[[ DATASET CONTENT, beginning ]]
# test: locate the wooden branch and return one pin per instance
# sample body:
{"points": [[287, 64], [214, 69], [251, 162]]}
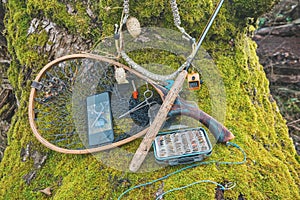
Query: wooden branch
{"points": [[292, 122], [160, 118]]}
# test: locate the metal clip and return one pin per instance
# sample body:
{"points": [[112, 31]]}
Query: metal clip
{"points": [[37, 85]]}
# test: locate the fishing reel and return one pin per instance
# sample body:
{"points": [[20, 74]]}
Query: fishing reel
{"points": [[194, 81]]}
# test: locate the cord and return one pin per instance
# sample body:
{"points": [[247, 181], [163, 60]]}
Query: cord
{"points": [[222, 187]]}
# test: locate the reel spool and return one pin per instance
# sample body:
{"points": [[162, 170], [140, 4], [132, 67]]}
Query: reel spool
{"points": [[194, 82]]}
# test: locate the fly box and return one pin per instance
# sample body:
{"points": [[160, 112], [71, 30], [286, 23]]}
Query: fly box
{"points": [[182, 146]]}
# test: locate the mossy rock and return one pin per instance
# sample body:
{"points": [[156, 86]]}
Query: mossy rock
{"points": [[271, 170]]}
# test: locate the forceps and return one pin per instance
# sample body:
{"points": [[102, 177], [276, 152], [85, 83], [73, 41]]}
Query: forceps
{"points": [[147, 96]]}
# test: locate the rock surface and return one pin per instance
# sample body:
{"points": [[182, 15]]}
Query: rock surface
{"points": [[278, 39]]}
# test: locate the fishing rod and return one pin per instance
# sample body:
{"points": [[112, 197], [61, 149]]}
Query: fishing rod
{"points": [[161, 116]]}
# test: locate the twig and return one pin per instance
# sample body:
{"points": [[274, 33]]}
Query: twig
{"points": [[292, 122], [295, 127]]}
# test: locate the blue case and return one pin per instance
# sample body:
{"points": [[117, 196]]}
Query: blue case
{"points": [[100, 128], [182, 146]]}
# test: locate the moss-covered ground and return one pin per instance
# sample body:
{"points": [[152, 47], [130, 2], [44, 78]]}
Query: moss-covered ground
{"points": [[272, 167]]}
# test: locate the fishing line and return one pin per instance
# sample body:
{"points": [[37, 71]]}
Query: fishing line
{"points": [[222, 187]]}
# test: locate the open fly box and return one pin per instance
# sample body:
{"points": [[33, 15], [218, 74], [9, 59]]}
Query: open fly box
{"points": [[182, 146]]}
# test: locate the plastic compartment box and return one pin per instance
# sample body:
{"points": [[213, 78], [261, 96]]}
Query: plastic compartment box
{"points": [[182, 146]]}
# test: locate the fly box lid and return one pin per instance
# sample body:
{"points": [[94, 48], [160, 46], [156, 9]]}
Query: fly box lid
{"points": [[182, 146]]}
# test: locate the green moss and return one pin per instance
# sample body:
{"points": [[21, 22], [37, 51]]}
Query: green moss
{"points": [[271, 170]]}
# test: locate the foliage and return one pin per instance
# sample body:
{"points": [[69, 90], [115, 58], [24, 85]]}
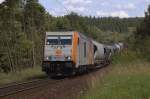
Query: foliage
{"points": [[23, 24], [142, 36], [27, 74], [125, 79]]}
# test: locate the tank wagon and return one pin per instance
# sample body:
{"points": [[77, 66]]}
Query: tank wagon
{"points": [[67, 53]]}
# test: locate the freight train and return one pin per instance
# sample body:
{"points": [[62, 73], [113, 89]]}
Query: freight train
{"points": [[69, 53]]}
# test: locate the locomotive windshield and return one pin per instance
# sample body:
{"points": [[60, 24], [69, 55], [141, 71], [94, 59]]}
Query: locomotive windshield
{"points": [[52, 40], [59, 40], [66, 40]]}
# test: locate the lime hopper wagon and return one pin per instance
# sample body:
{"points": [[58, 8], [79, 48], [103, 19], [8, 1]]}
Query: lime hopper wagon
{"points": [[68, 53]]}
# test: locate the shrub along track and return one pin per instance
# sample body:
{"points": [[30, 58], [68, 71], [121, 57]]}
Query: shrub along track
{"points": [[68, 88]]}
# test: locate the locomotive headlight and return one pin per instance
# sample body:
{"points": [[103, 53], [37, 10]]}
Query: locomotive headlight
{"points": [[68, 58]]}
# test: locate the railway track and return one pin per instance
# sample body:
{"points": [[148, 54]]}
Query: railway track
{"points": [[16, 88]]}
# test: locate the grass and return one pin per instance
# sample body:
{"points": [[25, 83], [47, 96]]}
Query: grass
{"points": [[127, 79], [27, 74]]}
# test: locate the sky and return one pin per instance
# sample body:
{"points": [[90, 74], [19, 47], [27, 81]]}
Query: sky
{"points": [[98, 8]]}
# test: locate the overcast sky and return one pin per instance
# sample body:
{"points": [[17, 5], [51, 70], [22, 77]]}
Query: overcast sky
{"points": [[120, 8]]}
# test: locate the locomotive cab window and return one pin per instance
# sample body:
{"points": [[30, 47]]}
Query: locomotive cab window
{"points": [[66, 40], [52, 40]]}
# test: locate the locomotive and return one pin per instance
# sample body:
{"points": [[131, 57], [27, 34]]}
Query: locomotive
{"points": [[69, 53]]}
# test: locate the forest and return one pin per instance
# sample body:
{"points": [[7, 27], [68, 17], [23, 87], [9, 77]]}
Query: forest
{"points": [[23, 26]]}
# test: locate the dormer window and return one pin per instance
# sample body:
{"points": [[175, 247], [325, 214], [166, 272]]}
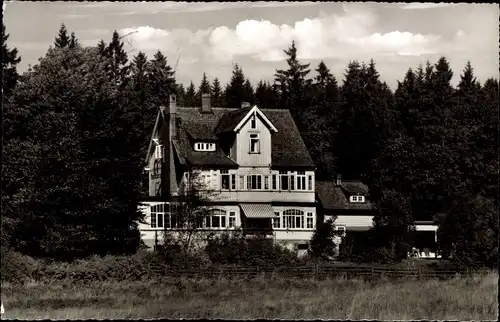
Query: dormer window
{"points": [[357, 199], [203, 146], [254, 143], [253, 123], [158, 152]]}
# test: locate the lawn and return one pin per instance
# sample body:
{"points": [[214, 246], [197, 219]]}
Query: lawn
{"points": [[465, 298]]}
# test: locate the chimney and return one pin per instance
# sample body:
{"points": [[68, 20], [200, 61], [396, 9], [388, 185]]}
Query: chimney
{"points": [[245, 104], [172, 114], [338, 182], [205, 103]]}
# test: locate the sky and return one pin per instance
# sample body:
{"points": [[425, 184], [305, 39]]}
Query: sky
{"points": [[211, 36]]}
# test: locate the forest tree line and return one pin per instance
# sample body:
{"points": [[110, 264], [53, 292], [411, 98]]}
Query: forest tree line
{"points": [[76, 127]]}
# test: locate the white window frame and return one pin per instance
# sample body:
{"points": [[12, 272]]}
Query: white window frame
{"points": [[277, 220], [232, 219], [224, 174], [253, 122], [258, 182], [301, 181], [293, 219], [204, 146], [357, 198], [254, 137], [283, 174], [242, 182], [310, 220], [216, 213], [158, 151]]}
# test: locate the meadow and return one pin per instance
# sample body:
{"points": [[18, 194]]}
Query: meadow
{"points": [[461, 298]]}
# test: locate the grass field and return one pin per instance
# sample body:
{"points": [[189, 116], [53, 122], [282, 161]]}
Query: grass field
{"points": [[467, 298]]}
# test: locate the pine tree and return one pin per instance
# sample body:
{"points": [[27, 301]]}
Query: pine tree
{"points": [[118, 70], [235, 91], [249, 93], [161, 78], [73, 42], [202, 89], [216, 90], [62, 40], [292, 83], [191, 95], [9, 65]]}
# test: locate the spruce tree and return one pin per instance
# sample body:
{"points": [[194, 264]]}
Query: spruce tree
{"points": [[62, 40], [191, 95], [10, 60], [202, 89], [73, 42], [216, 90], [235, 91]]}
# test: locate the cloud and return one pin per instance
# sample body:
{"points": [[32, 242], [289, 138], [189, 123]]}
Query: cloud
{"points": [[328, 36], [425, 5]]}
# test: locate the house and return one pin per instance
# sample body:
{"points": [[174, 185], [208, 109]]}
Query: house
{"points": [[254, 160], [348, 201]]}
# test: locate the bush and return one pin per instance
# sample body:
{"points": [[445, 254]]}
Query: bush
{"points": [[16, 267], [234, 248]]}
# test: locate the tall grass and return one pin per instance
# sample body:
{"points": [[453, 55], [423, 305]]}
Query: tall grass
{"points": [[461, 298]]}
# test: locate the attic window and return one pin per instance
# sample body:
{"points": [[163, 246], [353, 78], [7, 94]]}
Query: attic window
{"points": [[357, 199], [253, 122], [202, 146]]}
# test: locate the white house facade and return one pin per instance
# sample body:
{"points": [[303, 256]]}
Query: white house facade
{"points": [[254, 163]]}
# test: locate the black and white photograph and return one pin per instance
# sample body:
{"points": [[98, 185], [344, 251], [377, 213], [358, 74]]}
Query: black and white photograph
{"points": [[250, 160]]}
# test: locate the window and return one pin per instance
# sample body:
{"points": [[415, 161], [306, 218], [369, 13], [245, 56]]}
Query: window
[[ DATASET CONTENT, end ]]
• [WORK TO BE COMPLETED] Beginning at the line that contains "# test: locate the window", transcribe every line through the end of the material exactly, leaving out all earlier lines.

• [REPLY]
# test: locate the window and return one pin per instance
# sample body:
{"points": [[415, 161], [306, 218], [369, 13], [245, 56]]}
Query: window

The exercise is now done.